- Text passage:
((

Fast random selection algorithm

Question 1

Given an array of true/false values, what is the most efficient algorithm to select an index with a true value at random.

A sketch simple algorithm is

a <- the array
c <- 0
for i in a:
 if a[i] is true: c++
e <- random number in (0, c-1)
j <- 0
for i in e:
 while j is false: j++
return j

Can anyone come up with a faster algorithm? Maybe there is a way to only walk through the list once even if the number of true elements is not known at first?

Question 2

Just curious to know, in which applications are these type of algorithms used? Sometime ago, I came across a similar question, given an infinite size array, first n places are filled with 1's, rest all are zeros. Now this array is given to a new user (who does not know value of n). Now find out an algorithm to mark the place where last 1 is there. This I solved by binary search. Please give some examples where these are used.

Question 3

Near duplicate: stackoverflow.com/questions/1133942/…. In that question the array is of size 52, though, which could affect the answers (for instance, you're pretty sure that an arary of size 52 fits in memory, whereas a here might not fit).

Question 4

Use the "pick a random element from an infinite list" algorithm.

Keep an index of your current pick, and also a count of how many true values you've seen.

When you see a true value, increment the count and then replace your pick with the current index with a probability of P=(1/count). (So you always pick the first one you find... then you might switch to the second one, with probability 1/2, then you might switch to the third one with probabilty 1/3 etc.)

This requires only one scan over the list and constant storage. (It does require you to work out a larger number of random numbers, however.) In particular, it doesn't ever require you to either buffer the list or go back to the start - so it can work on an unbounded input stream.

))

- Data listing:
((

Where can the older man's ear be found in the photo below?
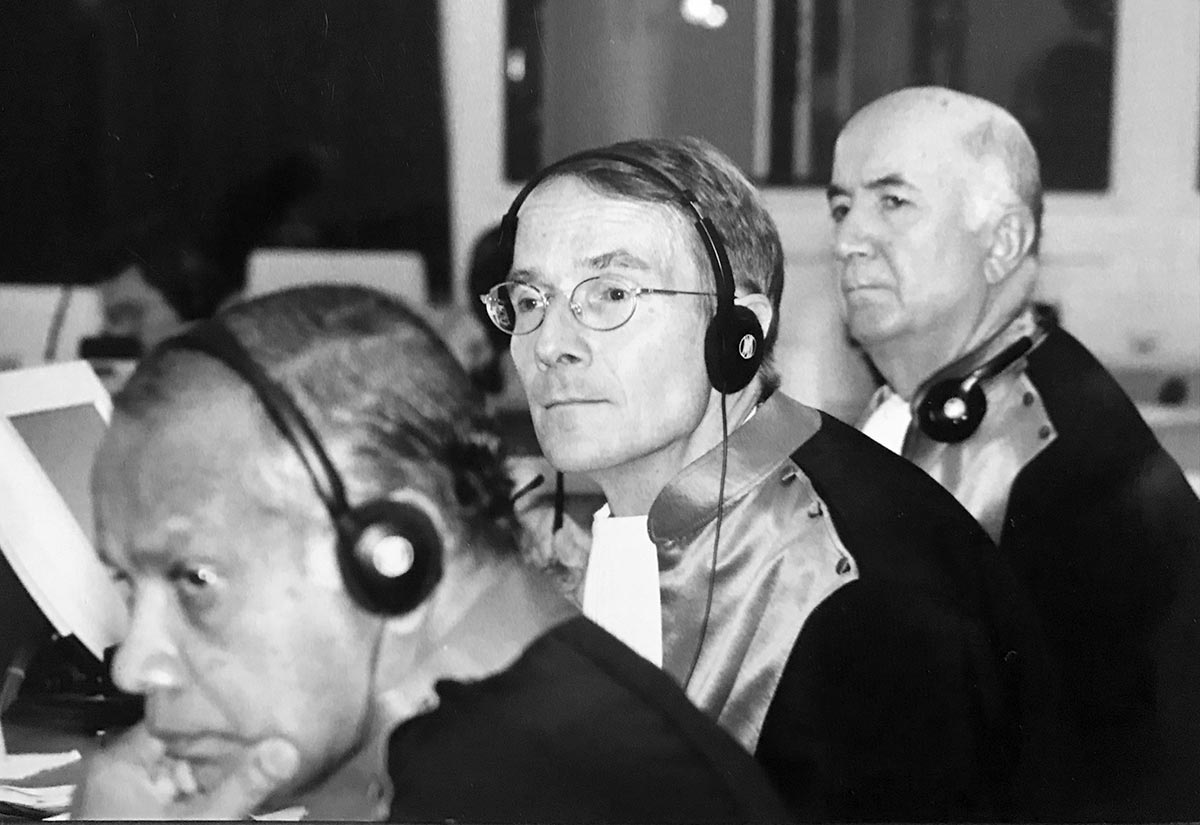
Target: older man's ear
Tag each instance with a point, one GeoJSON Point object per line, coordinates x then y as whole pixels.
{"type": "Point", "coordinates": [1012, 239]}
{"type": "Point", "coordinates": [760, 305]}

))

- What you need to do: Copy the passage from the thread on fast random selection word for word, starting at "Keep an index" and ending at "probabilty 1/3 etc.)".

- Correct answer:
Keep an index of your current pick, and also a count of how many true values you've seen.

When you see a true value, increment the count and then replace your pick with the current index with a probability of P=(1/count). (So you always pick the first one you find... then you might switch to the second one, with probability 1/2, then you might switch to the third one with probabilty 1/3 etc.)